Zu erledigen:
Wandeln Sie bitte alle folgenden Einträge Zeile für Zeile in eine nummerierte Liste um und lassen Sie Leerzeilen weg.

Einträge, einer Sammlung entnommen
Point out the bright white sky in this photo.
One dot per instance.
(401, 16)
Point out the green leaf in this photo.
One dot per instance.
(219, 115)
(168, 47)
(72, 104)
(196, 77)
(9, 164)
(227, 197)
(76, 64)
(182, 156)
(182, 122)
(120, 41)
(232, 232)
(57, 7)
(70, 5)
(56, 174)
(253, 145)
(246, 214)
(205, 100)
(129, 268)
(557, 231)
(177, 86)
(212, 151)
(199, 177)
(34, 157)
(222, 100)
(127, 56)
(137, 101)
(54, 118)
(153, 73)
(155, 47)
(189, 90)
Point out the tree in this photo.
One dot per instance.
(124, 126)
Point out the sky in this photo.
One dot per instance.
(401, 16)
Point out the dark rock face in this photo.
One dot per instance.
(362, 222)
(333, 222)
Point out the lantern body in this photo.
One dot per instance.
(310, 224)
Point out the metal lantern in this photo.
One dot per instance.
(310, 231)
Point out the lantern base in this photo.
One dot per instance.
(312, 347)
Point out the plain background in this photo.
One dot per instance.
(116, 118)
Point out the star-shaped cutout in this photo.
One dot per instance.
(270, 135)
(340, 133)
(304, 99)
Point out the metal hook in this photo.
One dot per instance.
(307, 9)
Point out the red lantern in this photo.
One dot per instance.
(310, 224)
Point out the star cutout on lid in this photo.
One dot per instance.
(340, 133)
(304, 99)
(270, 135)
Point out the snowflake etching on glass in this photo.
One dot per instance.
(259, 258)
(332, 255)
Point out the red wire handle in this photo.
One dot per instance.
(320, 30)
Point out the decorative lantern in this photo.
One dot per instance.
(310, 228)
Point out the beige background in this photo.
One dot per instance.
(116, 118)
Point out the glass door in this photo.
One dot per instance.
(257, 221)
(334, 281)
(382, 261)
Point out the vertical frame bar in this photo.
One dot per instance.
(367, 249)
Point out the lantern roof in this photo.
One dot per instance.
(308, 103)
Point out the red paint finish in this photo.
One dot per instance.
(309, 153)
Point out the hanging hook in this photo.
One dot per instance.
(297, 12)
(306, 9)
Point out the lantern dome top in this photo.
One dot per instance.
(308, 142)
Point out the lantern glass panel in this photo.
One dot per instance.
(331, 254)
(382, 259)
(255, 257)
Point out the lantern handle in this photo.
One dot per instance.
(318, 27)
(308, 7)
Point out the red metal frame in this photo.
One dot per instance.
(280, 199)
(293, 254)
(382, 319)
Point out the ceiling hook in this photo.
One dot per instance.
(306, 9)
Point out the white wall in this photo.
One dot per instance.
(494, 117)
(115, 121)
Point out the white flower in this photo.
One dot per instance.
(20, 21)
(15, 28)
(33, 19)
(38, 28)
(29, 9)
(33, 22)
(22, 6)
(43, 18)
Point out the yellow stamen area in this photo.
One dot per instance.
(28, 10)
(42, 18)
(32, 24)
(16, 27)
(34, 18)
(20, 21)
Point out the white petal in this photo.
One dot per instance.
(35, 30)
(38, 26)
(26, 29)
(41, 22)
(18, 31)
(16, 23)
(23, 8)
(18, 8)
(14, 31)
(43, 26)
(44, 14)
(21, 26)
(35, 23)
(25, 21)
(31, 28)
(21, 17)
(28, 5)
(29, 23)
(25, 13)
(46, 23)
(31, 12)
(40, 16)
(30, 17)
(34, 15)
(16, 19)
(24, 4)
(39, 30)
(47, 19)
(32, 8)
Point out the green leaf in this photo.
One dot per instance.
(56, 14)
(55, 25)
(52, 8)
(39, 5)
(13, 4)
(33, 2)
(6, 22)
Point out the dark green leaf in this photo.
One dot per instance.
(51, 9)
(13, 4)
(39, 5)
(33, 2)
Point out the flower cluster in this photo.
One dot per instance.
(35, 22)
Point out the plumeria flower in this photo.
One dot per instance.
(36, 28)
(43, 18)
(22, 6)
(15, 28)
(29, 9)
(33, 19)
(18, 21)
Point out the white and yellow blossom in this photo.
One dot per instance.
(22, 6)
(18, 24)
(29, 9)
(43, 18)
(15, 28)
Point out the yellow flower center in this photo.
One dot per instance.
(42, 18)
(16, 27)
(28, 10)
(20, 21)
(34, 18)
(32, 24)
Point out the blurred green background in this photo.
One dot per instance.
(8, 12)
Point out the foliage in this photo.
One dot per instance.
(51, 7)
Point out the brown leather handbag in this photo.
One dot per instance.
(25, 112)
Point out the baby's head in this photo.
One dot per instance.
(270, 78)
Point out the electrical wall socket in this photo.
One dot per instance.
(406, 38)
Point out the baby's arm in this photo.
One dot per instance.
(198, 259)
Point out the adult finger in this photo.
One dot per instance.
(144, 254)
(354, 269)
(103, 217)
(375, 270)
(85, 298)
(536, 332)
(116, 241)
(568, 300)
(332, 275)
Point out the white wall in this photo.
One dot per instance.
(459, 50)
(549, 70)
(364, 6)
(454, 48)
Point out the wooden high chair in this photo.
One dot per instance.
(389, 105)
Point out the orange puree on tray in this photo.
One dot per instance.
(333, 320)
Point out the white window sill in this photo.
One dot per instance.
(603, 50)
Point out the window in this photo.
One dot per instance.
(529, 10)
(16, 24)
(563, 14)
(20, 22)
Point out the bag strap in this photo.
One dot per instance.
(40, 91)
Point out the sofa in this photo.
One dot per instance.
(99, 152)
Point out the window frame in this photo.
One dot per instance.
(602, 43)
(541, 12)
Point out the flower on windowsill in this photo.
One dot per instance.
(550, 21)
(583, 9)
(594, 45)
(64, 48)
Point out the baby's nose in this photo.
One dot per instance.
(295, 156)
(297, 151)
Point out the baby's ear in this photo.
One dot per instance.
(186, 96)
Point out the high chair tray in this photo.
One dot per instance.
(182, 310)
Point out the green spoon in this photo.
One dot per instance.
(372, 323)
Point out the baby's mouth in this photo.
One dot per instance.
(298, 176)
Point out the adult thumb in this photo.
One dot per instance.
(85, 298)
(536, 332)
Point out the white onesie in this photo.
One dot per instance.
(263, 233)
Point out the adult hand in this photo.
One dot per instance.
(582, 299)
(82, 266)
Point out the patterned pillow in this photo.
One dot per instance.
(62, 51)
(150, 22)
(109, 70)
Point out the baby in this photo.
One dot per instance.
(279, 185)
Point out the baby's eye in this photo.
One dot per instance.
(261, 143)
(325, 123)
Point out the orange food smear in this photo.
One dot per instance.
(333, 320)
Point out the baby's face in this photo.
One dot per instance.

Ergebnis der Übung:
1. Point out the bright white sky in this photo.
2. One dot per instance.
3. (401, 16)
4. Point out the green leaf in this photo.
5. One dot per instance.
6. (219, 115)
7. (168, 47)
8. (72, 104)
9. (196, 77)
10. (9, 164)
11. (227, 197)
12. (76, 64)
13. (182, 156)
14. (182, 122)
15. (120, 41)
16. (232, 232)
17. (57, 7)
18. (70, 5)
19. (56, 174)
20. (253, 145)
21. (246, 214)
22. (205, 100)
23. (129, 268)
24. (557, 231)
25. (177, 86)
26. (212, 151)
27. (199, 177)
28. (34, 157)
29. (222, 100)
30. (127, 56)
31. (137, 101)
32. (54, 118)
33. (153, 73)
34. (155, 47)
35. (189, 90)
36. Point out the tree in this photo.
37. One dot per instance.
38. (124, 126)
39. Point out the sky in this photo.
40. One dot per instance.
41. (401, 16)
42. Point out the dark rock face in this photo.
43. One dot per instance.
44. (362, 222)
45. (333, 222)
46. Point out the lantern body in this photo.
47. One dot per instance.
48. (310, 224)
49. Point out the metal lantern in this photo.
50. One dot per instance.
51. (310, 231)
52. Point out the lantern base in this photo.
53. One dot per instance.
54. (312, 347)
55. Point out the plain background in this photo.
56. One dot per instance.
57. (116, 118)
58. Point out the star-shaped cutout in this photo.
59. One dot per instance.
60. (270, 135)
61. (340, 133)
62. (304, 99)
63. Point out the metal hook in this photo.
64. One dot per instance.
65. (307, 9)
66. Point out the red lantern in this photo.
67. One dot per instance.
68. (310, 224)
69. Point out the star cutout on lid in this photo.
70. One dot per instance.
71. (340, 133)
72. (304, 99)
73. (270, 135)
74. Point out the snowflake etching on glass in this photo.
75. One dot per instance.
76. (259, 258)
77. (332, 255)
78. Point out the red wire handle in this photo.
79. One dot per instance.
80. (320, 30)
81. Point out the decorative lantern in this photo.
82. One dot per instance.
83. (310, 228)
84. Point out the beige background in this photo.
85. One dot per instance.
86. (116, 118)
87. Point out the glass door in this photo.
88. One dot per instance.
89. (257, 221)
90. (334, 281)
91. (382, 261)
92. Point out the vertical frame bar in this photo.
93. One dot per instance.
94. (367, 249)
95. Point out the lantern roof in this photo.
96. One dot per instance.
97. (308, 103)
98. Point out the red paint finish in this photo.
99. One dot per instance.
100. (309, 153)
101. Point out the hanging hook in this photo.
102. One dot per instance.
103. (297, 12)
104. (306, 9)
105. Point out the lantern dome top in this photo.
106. One dot per instance.
107. (308, 142)
108. Point out the lantern glass panel in this photo.
109. One dot per instance.
110. (331, 254)
111. (382, 259)
112. (255, 257)
113. Point out the lantern handle in this photo.
114. One dot per instance.
115. (318, 27)
116. (308, 7)
117. Point out the red metal frame in this photo.
118. One dot per instance.
119. (280, 199)
120. (293, 254)
121. (382, 319)
122. Point out the ceiling hook in this photo.
123. One dot per instance.
124. (306, 9)
125. Point out the white wall in this photo.
126. One dot per instance.
127. (494, 117)
128. (115, 121)
129. Point out the white flower in this photo.
130. One dot per instance.
131. (20, 21)
132. (15, 28)
133. (33, 19)
134. (38, 28)
135. (29, 9)
136. (33, 22)
137. (22, 6)
138. (43, 18)
139. Point out the yellow stamen area in this photo.
140. One dot per instance.
141. (28, 10)
142. (42, 18)
143. (32, 24)
144. (16, 27)
145. (34, 18)
146. (20, 21)
147. Point out the white petal in this photo.
148. One dot per instance.
149. (35, 30)
150. (38, 26)
151. (26, 29)
152. (41, 22)
153. (18, 31)
154. (16, 23)
155. (23, 8)
156. (18, 8)
157. (14, 31)
158. (43, 26)
159. (44, 14)
160. (21, 26)
161. (35, 23)
162. (25, 21)
163. (31, 28)
164. (21, 17)
165. (28, 5)
166. (29, 23)
167. (25, 13)
168. (46, 23)
169. (31, 12)
170. (40, 16)
171. (30, 17)
172. (34, 15)
173. (16, 19)
174. (24, 4)
175. (39, 30)
176. (47, 19)
177. (32, 8)
178. Point out the green leaf in this photo.
179. One dot per instance.
180. (56, 14)
181. (55, 25)
182. (52, 8)
183. (39, 5)
184. (13, 4)
185. (33, 2)
186. (6, 22)
187. Point out the dark green leaf in this photo.
188. One dot per instance.
189. (51, 9)
190. (13, 4)
191. (39, 5)
192. (33, 2)
193. Point out the flower cluster in this photo.
194. One dot per instance.
195. (35, 22)
196. Point out the plumeria flower in this photo.
197. One dot per instance.
198. (36, 28)
199. (43, 18)
200. (22, 6)
201. (15, 28)
202. (29, 9)
203. (33, 19)
204. (18, 21)
205. Point out the white and yellow blossom in this photo.
206. One dot per instance.
207. (22, 6)
208. (18, 24)
209. (29, 9)
210. (43, 18)
211. (15, 28)
212. Point out the yellow flower center in this photo.
213. One dot per instance.
214. (42, 18)
215. (16, 27)
216. (28, 10)
217. (20, 21)
218. (34, 18)
219. (32, 24)
220. Point out the blurred green background in this photo.
221. One dot per instance.
222. (8, 12)
223. Point out the foliage in this photo.
224. One dot per instance.
225. (51, 7)
226. Point out the brown leather handbag in this photo.
227. One dot per instance.
228. (25, 112)
229. Point out the baby's head in this photo.
230. One dot per instance.
231. (270, 78)
232. Point out the electrical wall socket in this photo.
233. One dot per instance.
234. (406, 38)
235. Point out the baby's arm in this photo.
236. One dot per instance.
237. (198, 259)
238. Point out the adult finger in this photo.
239. One dot per instance.
240. (144, 254)
241. (354, 269)
242. (103, 217)
243. (375, 270)
244. (85, 298)
245. (536, 332)
246. (116, 241)
247. (568, 300)
248. (332, 275)
249. Point out the white wall in this photo.
250. One dot per instance.
251. (459, 50)
252. (549, 70)
253. (364, 6)
254. (454, 48)
255. Point out the wooden high chair in this photo.
256. One dot per instance.
257. (389, 105)
258. Point out the orange puree on tray in this photo.
259. One dot per instance.
260. (333, 320)
261. Point out the white window sill in this photo.
262. One dot per instance.
263. (603, 50)
264. Point out the window in this photo.
265. One dot per instance.
266. (529, 10)
267. (16, 24)
268. (563, 14)
269. (20, 22)
270. Point out the bag strap in this photo.
271. One dot per instance.
272. (40, 91)
273. Point out the sofa in this photo.
274. One dot per instance.
275. (99, 152)
276. Point out the window frame in this photo.
277. One dot per instance.
278. (602, 43)
279. (541, 12)
280. Point out the flower on windowsill in this photo.
281. One dot per instance.
282. (550, 21)
283. (583, 9)
284. (594, 45)
285. (64, 48)
286. Point out the baby's nose in this photo.
287. One dot per instance.
288. (295, 156)
289. (297, 151)
290. Point out the baby's ear in this photo.
291. One dot per instance.
292. (186, 96)
293. Point out the high chair tray in this photo.
294. One dot per instance.
295. (182, 310)
296. Point out the green spoon in this photo.
297. One dot per instance.
298. (372, 323)
299. Point out the baby's mouth in this photo.
300. One dot per instance.
301. (298, 176)
302. Point out the adult thumb in this photo.
303. One dot per instance.
304. (85, 298)
305. (536, 332)
306. Point out the white onesie in this photo.
307. One dot per instance.
308. (263, 233)
309. Point out the adult hand in this photo.
310. One dot per instance.
311. (582, 299)
312. (82, 266)
313. Point out the patterned pillow in this photo.
314. One dot per instance.
315. (62, 51)
316. (150, 22)
317. (109, 70)
318. Point out the baby in this photo.
319. One dot per instance.
320. (279, 185)
321. Point out the baby's eye in this photo.
322. One dot per instance.
323. (261, 143)
324. (325, 123)
325. Point out the orange food smear in this photo.
326. One dot per instance.
327. (333, 320)
328. Point out the baby's face in this photo.
329. One dot per instance.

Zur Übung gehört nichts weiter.